Record di annotazione a punti
■ ■ ■

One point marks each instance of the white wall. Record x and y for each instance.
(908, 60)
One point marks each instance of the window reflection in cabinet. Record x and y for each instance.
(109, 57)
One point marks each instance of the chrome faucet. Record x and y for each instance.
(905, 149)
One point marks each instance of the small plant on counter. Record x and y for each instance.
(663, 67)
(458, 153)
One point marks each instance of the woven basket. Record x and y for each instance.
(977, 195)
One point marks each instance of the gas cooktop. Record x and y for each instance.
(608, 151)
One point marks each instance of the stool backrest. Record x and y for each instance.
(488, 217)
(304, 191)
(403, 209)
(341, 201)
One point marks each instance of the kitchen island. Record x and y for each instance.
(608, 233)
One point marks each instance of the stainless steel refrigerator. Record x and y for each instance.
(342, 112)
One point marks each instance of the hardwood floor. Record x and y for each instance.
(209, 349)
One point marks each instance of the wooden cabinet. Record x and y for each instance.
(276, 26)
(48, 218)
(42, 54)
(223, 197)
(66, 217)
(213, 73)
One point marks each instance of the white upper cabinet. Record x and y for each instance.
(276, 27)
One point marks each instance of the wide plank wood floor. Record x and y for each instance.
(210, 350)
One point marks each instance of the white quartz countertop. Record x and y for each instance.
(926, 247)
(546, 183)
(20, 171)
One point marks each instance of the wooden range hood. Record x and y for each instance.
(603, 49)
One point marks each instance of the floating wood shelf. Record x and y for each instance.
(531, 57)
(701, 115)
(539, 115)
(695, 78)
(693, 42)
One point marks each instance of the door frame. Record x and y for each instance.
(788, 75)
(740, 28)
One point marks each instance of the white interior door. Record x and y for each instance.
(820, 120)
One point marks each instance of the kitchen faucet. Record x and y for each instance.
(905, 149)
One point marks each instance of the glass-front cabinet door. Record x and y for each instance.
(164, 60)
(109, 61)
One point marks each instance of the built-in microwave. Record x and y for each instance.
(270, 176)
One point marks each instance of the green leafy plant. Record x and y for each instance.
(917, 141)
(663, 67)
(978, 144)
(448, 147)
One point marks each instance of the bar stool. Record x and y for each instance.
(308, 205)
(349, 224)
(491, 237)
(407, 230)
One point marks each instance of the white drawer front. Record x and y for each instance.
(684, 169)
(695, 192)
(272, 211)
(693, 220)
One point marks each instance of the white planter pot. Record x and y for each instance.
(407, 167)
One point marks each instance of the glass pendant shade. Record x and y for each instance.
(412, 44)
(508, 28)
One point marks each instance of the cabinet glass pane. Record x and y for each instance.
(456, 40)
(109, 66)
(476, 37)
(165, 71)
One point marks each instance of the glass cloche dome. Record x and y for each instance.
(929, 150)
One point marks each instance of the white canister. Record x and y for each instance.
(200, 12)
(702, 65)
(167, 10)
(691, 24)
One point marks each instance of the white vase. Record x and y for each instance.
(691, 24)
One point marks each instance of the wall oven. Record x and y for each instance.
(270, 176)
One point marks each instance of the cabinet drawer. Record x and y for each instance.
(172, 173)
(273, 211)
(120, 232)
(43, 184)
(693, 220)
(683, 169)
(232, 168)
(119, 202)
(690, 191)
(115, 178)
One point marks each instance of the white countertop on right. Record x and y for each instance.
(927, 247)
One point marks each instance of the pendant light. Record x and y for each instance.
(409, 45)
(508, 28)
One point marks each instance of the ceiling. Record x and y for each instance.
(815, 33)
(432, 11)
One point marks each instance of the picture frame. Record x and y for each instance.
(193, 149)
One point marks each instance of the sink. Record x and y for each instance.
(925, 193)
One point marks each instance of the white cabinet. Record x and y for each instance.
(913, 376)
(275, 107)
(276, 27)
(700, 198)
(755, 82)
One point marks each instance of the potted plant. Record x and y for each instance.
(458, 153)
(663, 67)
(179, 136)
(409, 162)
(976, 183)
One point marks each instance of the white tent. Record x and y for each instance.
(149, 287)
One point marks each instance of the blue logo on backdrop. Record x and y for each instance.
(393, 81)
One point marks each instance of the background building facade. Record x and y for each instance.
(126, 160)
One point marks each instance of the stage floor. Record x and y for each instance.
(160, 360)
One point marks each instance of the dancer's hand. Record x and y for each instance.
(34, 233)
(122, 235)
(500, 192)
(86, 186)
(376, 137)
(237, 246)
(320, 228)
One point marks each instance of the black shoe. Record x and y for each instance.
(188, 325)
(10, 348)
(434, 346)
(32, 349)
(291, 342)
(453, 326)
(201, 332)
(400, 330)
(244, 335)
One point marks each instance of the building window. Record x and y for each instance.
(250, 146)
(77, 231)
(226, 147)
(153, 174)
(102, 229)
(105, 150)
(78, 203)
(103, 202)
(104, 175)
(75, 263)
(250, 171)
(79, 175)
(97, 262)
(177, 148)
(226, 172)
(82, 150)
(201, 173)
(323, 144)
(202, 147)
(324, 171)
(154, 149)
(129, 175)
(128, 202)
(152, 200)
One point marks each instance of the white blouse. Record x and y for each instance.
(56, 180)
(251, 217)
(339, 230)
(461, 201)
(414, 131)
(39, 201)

■ ■ ■

> Compito assegnato: Riproduca tutti i record qui sopra, riga per riga, senza alcuna modifica.

> Risultato:
One point marks each instance of the white wall. Record x and y for each instance.
(908, 60)
One point marks each instance of the window reflection in cabinet. Record x and y for each instance.
(109, 57)
One point marks each instance of the chrome faucet. Record x and y for each instance.
(905, 149)
One point marks each instance of the small plant on counter. Record x and y for each instance.
(663, 67)
(458, 153)
One point marks each instance of the woven basket. Record x and y for each instance.
(977, 195)
One point marks each instance of the gas cooktop. Record x and y for each instance.
(608, 151)
One point marks each instance of the stool backrest. Record x and y for each instance.
(488, 217)
(304, 191)
(403, 209)
(341, 201)
One point marks each instance of the kitchen island. Record x and y for each instance.
(608, 233)
One point marks each instance of the stainless steel refrigerator. Record x and y for each instance.
(342, 112)
One point marks each instance of the hardwood floor. Record x and y for each instance.
(209, 349)
One point marks each instance of the wooden cabinet. Record x and y for each instance.
(276, 26)
(48, 218)
(42, 54)
(223, 197)
(66, 217)
(213, 73)
One point marks each instance of the white upper cabinet. Record x and y for each instance.
(276, 27)
One point marks each instance of the wide plank wood floor. Record x and y for each instance.
(210, 350)
One point marks each instance of the white quartz countertop. Record x and y for each instance.
(926, 247)
(546, 183)
(20, 171)
One point marks each instance of the wooden range hood. Record x and y for each instance.
(603, 49)
One point marks each instance of the floating wood shelf. Record x and y for each instance.
(531, 57)
(701, 115)
(539, 115)
(695, 78)
(693, 42)
One point marks each instance of the door frame. Record x and y for each instance.
(788, 75)
(740, 28)
One point marks each instance of the white interior door. Record x and y for each instance.
(820, 120)
One point marks each instance of the kitchen faucet. Record x and y for each instance.
(905, 149)
One point marks each instance of the glass-front cabinet door. Record x and y for each instance.
(164, 60)
(109, 61)
One point marks each instance of the built-in microwave. Record x and y for each instance.
(270, 176)
One point marks each instance of the green leafy plant. Record x and y for each instance.
(917, 141)
(663, 67)
(978, 144)
(448, 147)
One point marks each instance of the bar stool. Record x and y for each instance.
(308, 205)
(349, 224)
(491, 237)
(407, 230)
One point marks each instance of the white drawer front. Record x and y for each instance.
(684, 169)
(695, 192)
(272, 211)
(693, 220)
One point marks each instance of the white planter pot. Record x and y for each instance.
(407, 167)
One point marks each instance of the glass pendant shade. Record x and y for each instance.
(412, 44)
(508, 28)
One point marks each instance of the cabinet glass pane. Record x and y for each instance.
(456, 40)
(109, 66)
(476, 37)
(165, 71)
One point marks each instance of the glass cloche dome. Record x and y for each instance.
(929, 150)
One point marks each instance of the white canister. Record x and y for each instance.
(200, 12)
(702, 65)
(167, 10)
(691, 24)
One point marks each instance of the white vase. Record x and y for each instance.
(691, 24)
One point marks each instance of the wall oven. Record x and y for each instance.
(270, 176)
One point marks each instance of the cabinet drawer. Record x and y for each instance.
(172, 173)
(273, 211)
(120, 232)
(43, 184)
(693, 220)
(683, 169)
(232, 168)
(119, 202)
(690, 191)
(115, 178)
One point marks each instance of the white countertop on right. Record x and y for each instance.
(927, 247)
One point marks each instance of the pendant light. Record x and y for each instance.
(409, 45)
(508, 28)
One point marks each instance of the ceiling. Record x and y for each instance.
(815, 33)
(432, 11)
One point marks each instance of the picture frame. Record x and y for each instance.
(193, 149)
One point marks each instance of the sink. Record x and y for each instance.
(925, 193)
One point marks each instance of the white cabinet. Record x and y for each instance.
(913, 376)
(275, 107)
(276, 27)
(700, 198)
(755, 82)
One point marks each instance of the potted plant. Record x and y for each instance.
(458, 153)
(663, 67)
(179, 136)
(409, 162)
(976, 183)
One point marks each instance of the white tent. Record x and y for each instance.
(149, 287)
One point marks each instance of the blue logo on backdrop. Record x and y for each instance.
(393, 81)
One point marks each instance of the background building facade. Record x and y for each instance.
(126, 160)
One point marks each instance of the stage floor. Record x and y for each instance.
(160, 360)
One point marks each instance of the dancer's hand. Record x and y for each instance.
(34, 233)
(122, 235)
(500, 192)
(86, 186)
(376, 137)
(237, 246)
(320, 228)
One point marks each instance of the black shoe. Record x and y for each instance.
(188, 325)
(10, 348)
(434, 346)
(32, 349)
(291, 342)
(453, 326)
(201, 332)
(400, 330)
(244, 335)
One point marks each instance of the building window. Record x and y for each instance.
(250, 146)
(77, 231)
(226, 147)
(153, 174)
(102, 229)
(105, 150)
(78, 203)
(103, 202)
(104, 175)
(75, 263)
(250, 171)
(79, 175)
(97, 262)
(177, 148)
(226, 172)
(82, 150)
(201, 173)
(323, 144)
(202, 147)
(324, 171)
(154, 149)
(129, 175)
(128, 202)
(152, 200)
One point marks each instance of the white blouse. Record x and y for each instance.
(56, 180)
(251, 217)
(339, 230)
(461, 201)
(414, 131)
(39, 201)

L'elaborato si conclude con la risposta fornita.